Prompt
Only lines with the string "green" are wanted. Pull them out of the data.

(Natural-language object grounding data)
+--
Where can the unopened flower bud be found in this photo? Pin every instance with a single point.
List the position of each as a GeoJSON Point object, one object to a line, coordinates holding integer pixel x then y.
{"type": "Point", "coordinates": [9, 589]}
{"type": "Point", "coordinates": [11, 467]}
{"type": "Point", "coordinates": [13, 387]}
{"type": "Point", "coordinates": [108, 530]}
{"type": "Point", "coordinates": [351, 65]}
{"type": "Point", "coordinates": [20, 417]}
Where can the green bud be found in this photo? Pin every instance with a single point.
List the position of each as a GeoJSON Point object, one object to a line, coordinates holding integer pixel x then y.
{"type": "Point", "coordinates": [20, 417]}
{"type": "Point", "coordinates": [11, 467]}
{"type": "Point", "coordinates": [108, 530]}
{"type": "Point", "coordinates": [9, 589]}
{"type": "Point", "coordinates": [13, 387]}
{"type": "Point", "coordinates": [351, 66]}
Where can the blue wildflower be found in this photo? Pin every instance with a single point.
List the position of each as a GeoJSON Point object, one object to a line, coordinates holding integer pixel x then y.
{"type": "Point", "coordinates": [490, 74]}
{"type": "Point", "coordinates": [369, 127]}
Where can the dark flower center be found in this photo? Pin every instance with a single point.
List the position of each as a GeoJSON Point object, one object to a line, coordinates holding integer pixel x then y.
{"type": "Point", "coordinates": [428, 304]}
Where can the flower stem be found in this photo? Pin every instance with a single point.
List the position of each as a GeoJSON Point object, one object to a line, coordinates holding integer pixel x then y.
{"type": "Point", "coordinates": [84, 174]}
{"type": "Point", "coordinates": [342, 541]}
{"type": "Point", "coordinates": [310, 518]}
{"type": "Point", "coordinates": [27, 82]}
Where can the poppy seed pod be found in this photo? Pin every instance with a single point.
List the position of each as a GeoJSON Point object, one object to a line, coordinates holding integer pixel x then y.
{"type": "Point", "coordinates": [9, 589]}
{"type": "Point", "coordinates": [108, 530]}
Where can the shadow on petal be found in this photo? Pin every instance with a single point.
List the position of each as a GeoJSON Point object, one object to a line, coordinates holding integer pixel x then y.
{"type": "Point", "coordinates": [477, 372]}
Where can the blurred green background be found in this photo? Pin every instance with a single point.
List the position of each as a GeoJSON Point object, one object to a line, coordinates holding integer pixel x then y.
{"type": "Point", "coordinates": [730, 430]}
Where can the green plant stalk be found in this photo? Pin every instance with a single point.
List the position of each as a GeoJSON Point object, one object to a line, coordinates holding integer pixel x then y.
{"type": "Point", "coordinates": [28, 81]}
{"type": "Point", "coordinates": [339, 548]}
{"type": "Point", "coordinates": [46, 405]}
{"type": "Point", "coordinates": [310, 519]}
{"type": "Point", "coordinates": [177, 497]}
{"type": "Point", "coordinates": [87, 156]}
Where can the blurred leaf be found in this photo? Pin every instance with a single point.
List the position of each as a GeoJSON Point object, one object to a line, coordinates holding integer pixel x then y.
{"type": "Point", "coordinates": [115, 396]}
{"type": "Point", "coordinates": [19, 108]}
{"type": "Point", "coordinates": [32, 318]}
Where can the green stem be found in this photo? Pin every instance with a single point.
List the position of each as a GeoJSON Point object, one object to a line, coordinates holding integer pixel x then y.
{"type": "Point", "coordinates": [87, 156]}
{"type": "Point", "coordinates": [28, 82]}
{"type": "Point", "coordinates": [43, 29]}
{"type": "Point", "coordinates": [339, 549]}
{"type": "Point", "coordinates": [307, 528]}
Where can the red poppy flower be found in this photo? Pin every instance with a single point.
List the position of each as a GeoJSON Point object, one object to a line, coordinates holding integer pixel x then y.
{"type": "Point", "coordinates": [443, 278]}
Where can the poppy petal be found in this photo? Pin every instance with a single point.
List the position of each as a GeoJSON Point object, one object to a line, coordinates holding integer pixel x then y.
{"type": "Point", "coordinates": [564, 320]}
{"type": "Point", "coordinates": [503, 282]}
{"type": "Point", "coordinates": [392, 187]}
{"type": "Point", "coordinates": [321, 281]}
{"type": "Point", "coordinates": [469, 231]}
+--
Response
Where can the green bud be found in this photo? Pin every instance with a single point.
Where can the blurred green background be found in this photo? Pin every instance with a single point.
Where can the green plant stalk be found in this photo? Pin every instance with a single point.
Where can the green stem be found in this photo? Pin every instance with a single point.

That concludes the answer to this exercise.